Task goal. Continue the article on the FCA's appointed representative rules from where it stops.

Text section.
----

Financial Services

FCA improves its appointed representative regime amid UK consumer-harm concerns

Published on 23rd Aug 2022

The changes will specify more precisely a principal's responsibility for and oversight of ARs and what this means in practice

The UK Financial Conduct Authority (FCA) has set out new rules in relation to the UK appointed representatives (AR) regime (PS22/11). The changes will take effect on 8 December 2022 following a four-month implementation period.

The rules will affect all firms that currently have an AR or intend to have an AR in the future – and ARs themselves. However, they will not apply to firms in the Temporary Permissions Regime or firms that are winding down their UK business as a result of the post-Brexit loss of passporting.

After Greensill

The AR regime is a longstanding feature of the UK financial service landscape and allows a person (the AR) to carry out certain regulated activities without being authorised by the FCA themselves. As the principal firm must be authorised by the FCA, the AR is able to operate under the cover of the principal's licence. The principal remains ultimately responsible for the regulated activities performed by the AR.

Following the failure of Greensill Capital, the UK supply-chain finance group that made use of the AR model , the FCA was asked to consider reforms to the AR regime, with the aim of limiting its scope and reducing opportunities for misuse. There have been particular concerns over regulatory hosting, where firms that appoint ARs do not directly carry on the relevant regulated activities other than through their ARs.

In December 2021, the FCA published its consultation paper,  "Improving the Appointed Representatives regime"  alongside HM Treasury's call for evidence, an information gathering exercise on how market participants use the AR regime and how effectively the regime works in practice. 

The consultation paper set out a series of proposals to improve the regime, noting that on average principals give rise to 50-400% more complaints and supervisory cases than other directly authorised firms. The policy statement was published in August 2022 and sets out responses to the proposed changes, the FCA's feedback and the final rules.

Regulatory responsibility 

In an effort to reduce the risk of consumer harm, the FCA is introducing new rules to clarify and strengthen the regulatory responsibilities and expectations of principals. Although principals are already responsible for the activities of their ARs, the FCA clearly sees a need for additional specific rules to help principals meet the FCA's expectations and to better hold principals to account.

In particular, the new rules cover principals putting in place appropriate safeguards where principals delegate functions or tasks to an AR, assessing senior management at an AR for competence and capability, and taking reasonable steps to ensure an AR acts within the scope of its appointment.

----

Data provided.
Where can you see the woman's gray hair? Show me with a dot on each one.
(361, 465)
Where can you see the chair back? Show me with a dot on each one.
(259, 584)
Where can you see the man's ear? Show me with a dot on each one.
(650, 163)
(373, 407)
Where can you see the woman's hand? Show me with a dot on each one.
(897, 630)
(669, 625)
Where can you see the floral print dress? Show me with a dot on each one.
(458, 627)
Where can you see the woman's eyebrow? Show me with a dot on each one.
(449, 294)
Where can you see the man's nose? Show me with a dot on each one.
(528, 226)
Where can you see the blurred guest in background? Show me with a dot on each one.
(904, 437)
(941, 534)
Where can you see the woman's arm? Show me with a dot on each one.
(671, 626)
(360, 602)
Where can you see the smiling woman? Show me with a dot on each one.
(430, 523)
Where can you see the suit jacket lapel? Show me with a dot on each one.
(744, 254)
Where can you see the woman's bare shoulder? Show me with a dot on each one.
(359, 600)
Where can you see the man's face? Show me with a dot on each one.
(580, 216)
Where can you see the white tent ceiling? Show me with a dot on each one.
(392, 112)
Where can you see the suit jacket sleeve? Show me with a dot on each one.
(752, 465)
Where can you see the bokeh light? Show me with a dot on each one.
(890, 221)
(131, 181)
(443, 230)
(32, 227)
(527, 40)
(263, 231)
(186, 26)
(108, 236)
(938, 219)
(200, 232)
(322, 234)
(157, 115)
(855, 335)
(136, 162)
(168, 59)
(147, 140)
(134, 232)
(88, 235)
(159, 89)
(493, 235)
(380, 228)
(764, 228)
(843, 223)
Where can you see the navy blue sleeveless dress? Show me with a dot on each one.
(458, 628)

----

Written response.
Oversight of ARs

There will also be new oversight requirements to assess whether principals' controls and resources remain adequate for overseeing their ARs effectively. For example, principals will be required to consider a list of circumstances that will trigger an "oversight appropriateness review". These triggers include a change to the AR's scope of appointment, a change in its target market and a significant increase in complaints received about the AR's activities or business.

In addition, there will be a direct requirement to ensure that the activities of the AR do not result in an undue risk of harm to consumers or market integrity, as well as new rules on the termination of AR contracts and the orderly wind down of an AR's business. 

Annual assessments 

The new regime will impose new annual review requirements, including an assessment, at least every 12 months, of each AR's suitability, fitness and propriety, financial position and the adequacy of the principal's controls and resources to effectively oversee the AR. Following feedback from firms, the FCA confirmed that this requirement can be achieved by principals integrating the assessments into existing internal reporting processes. The FCA also clarified that the annual reviews can be conducted by "responsible individuals" with suitable knowledge and authority below the level of the governing body with any significant issues escalated to the governing body.

Additionally, principals must complete a self-assessment to monitor whether they are meeting their own responsibilities in relation to each of their ARs in the form of a single document designed to identify any risks and gaps in compliance with the firm’s obligations as a principal. The FCA has made clear that the assessment must be reviewed and signed-off by the principal's governing body at least every 12 months but will only need to be submitted to the FCA if specifically requested.

Osborne Clarke comment 

Misuse of the AR model has certainly caught the FCA's attention and principals must now comply with a fuller suite of rules and guidance aimed at minimising consumer harm.

However, while the new rules do increase the burden on principals in the interests of preventing misuse of the AR model and the consequential risk to consumers, there are areas where the FCA has not extended the regime as far as it might have done.

For example, beyond a notification to the FCA, there are at present no additional rules or restrictions tailored to firms providing regulatory hosting services, which is an area of particular concern for the UK regulator. However, potential harm associated with the regulatory hosting model remains an area under the FCA's review and further changes may yet be proposed in the near future.

This is the opening Insight in our two-part series on the FCA's AR reforms, which will next look at new data and reporting rules and the steps principals will need to take to get up to speed with the regime.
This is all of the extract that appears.